[Data for processing]

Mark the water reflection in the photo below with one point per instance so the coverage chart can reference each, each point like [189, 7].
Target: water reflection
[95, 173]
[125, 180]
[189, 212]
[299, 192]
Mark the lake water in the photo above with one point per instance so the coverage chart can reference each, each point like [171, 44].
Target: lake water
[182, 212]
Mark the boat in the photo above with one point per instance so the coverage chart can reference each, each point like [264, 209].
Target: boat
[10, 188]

[/Data for processing]

Would you give the data above again, exactly as written?

Exercise response:
Mark the water reflection in the photo below with one point per instance so the coverage chart can reference each, each point like [189, 7].
Target: water reflection
[95, 173]
[125, 180]
[189, 212]
[299, 192]
Mark the lake water in the photo above with one point per instance so the coverage chart can reference each, each point like [171, 44].
Target: lake water
[182, 212]
Mark the boat in the photo above with one point per instance so the coverage chart can reference each, each point like [264, 209].
Target: boat
[10, 188]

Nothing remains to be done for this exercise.